(Records from an annotation dataset)
BEGIN

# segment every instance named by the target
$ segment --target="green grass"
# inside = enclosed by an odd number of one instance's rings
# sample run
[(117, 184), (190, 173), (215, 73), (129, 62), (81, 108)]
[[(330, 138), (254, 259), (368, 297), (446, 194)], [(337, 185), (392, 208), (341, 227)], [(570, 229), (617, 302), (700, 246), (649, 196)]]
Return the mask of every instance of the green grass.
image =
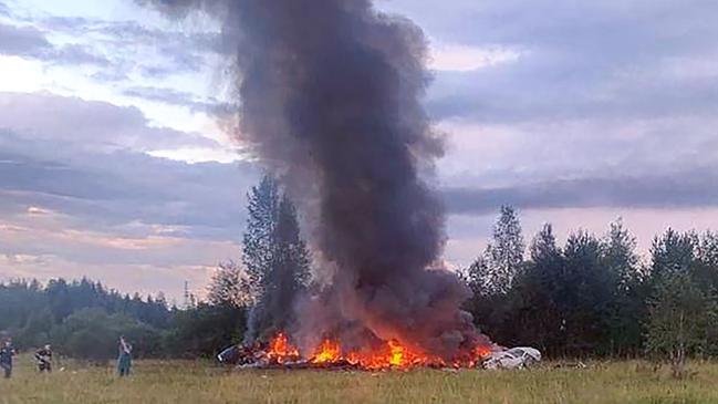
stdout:
[(0, 403), (718, 403), (718, 363), (693, 363), (691, 377), (643, 362), (587, 369), (413, 372), (228, 371), (208, 362), (138, 361), (129, 379), (113, 367), (66, 363), (39, 375), (29, 358), (0, 380)]

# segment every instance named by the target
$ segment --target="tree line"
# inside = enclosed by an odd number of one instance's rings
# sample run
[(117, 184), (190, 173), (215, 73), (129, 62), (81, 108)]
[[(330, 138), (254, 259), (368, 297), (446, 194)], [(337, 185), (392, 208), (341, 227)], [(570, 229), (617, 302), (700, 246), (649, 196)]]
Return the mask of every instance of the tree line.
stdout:
[(550, 224), (528, 247), (503, 206), (486, 250), (462, 278), (477, 324), (503, 344), (549, 356), (655, 355), (676, 370), (718, 354), (718, 234), (656, 236), (648, 257), (621, 219), (597, 237), (579, 230), (559, 246)]
[[(170, 307), (86, 279), (12, 281), (0, 284), (0, 330), (21, 349), (52, 343), (90, 360), (113, 358), (121, 334), (139, 356), (210, 356), (290, 329), (295, 299), (312, 288), (311, 262), (296, 209), (264, 177), (248, 193), (242, 260), (219, 265), (205, 301)], [(563, 246), (547, 224), (527, 245), (518, 213), (503, 206), (488, 247), (459, 274), (472, 292), (465, 309), (504, 345), (553, 358), (655, 355), (676, 366), (718, 355), (715, 232), (668, 229), (643, 258), (620, 219)]]
[(198, 358), (289, 328), (311, 261), (296, 209), (266, 177), (248, 193), (248, 214), (241, 265), (220, 263), (204, 301), (177, 308), (162, 294), (131, 297), (89, 279), (13, 280), (0, 283), (0, 340), (105, 362), (121, 335), (139, 358)]

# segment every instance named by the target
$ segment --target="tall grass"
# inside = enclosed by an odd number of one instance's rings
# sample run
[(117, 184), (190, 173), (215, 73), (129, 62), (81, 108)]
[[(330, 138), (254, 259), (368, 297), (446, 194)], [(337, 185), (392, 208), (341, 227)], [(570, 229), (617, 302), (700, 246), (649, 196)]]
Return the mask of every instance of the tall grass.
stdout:
[(718, 403), (718, 364), (691, 363), (676, 381), (642, 362), (587, 369), (412, 372), (228, 371), (208, 362), (139, 361), (121, 380), (112, 367), (67, 363), (50, 375), (21, 358), (0, 380), (0, 403)]

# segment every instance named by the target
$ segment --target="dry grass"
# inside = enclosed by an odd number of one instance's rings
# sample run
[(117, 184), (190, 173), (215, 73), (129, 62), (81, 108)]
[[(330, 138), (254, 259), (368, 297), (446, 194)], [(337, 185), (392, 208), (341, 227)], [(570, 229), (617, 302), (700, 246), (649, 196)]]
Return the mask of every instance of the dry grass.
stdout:
[(206, 362), (137, 362), (119, 380), (112, 367), (69, 364), (38, 375), (20, 358), (14, 379), (0, 380), (0, 403), (718, 403), (718, 364), (675, 381), (642, 362), (531, 371), (231, 372)]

END

▸ **DIRECTION**
Copy everything from the start of the records down to and including the line that contains "358), (0, 380)]". Leave the pictures out of your copy.

▸ **TASK RESPONSE**
# segment every instance named by the target
$ segment --target="green grass"
# inside = enclosed by an odd number of one instance's rings
# sample run
[(117, 184), (190, 173), (215, 73), (129, 62), (81, 108)]
[[(330, 138), (254, 259), (368, 297), (446, 194)], [(337, 185), (392, 208), (341, 227)], [(570, 229), (617, 302), (700, 246), (649, 196)]]
Return the mask of every instance of the green grass.
image =
stdout:
[(0, 403), (718, 403), (718, 363), (693, 363), (691, 377), (643, 362), (587, 369), (413, 372), (228, 371), (208, 362), (138, 361), (129, 379), (113, 367), (66, 363), (39, 375), (29, 358), (0, 380)]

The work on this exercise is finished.